_PROBLEM TO SOLVE_
In the music-tagging write-up below, what match confidence must a MusicBrainz result reach before its official metadata is used?
### SOURCE TEXT ###
I host my own music server on Navidrome, carrying roughly 28,000 tracks spread over 2,987 albums and 1,078 artists. Almost all of them are metal—from headliners to the deep-cut underground. The files sit on a TrueNAS NFS share under a tidy Artist/Album/Track layout, but the actual ID3/FLAC tags were a nightmare: titles missing, track numbers scrambled, and no release year at all.
Navidrome doesn’t look at folder names; it consumes the tags themselves. As a result, my library’s display was a disaster. I decided one Sunday morning to straighten it all out with Python.

The Plan
Artist/Album/
│
├─ Search MusicBrainz (artist + album)
│ ↓
│ Confidence ≥ 90%?
│ ┌──Yes──┐ ┌──No──┐
│ Tags MB Tags from
│ (exact filename
│ title, (fallback)
│ year,
│ label)
│ ↓
└─ For each track: match by track# + fuzzy title
│
└─ Still unmatched? AcoustID fingerprint → MusicBrainzI ended up writing four scripts that run as a pipeline:
- tag_music_mb.py — tags files using MusicBrainz text search with fuzzy matching
- acoustid_tagger.py — fingerprints unmatched files and identifies them via AcoustID
- fetch_covers.py — downloads album artwork from Cover Art Archive + Deezer
- embed_covers.py — embeds the artwork directly into each audio file
Step 1: MusicBrainz Text Search
The idea is straightforward: for every Artist/Album folder I hit MusicBrainz. If the match confidence is 90% or higher, I grab the official metadata. If not, I fall back to whatever I can extract from the filenames.
MusicBrainz Search
import musicbrainzngs as mb
from rapidfuzz import fuzz
mb.set_useragent("NavidromeAutoTagger", "1.0", "https://example.com")
mb.set_rate_limit(limit_or_interval=1.0) # 1 req/s
def search_release(artist: str, album: str):
query = f'artist:"{artist}" AND release:"{album}"'
result = mb.search_releases(query=query, limit=5)
releases = result.get("release-list", [])
best, best_score = None, 0.0
for rel in releases:
artist_score = fuzz.token_sort_ratio(
artist.lower(),
rel.get("artist-credit-phrase", "").lower()
)
album_score = fuzz.token_sort_ratio(
album.lower(), rel.get("title", "").lower()
)
### INFORMATION PROVIDED ###
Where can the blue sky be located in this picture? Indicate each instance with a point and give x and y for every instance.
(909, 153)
###
_RESPONSE_
90% or higher.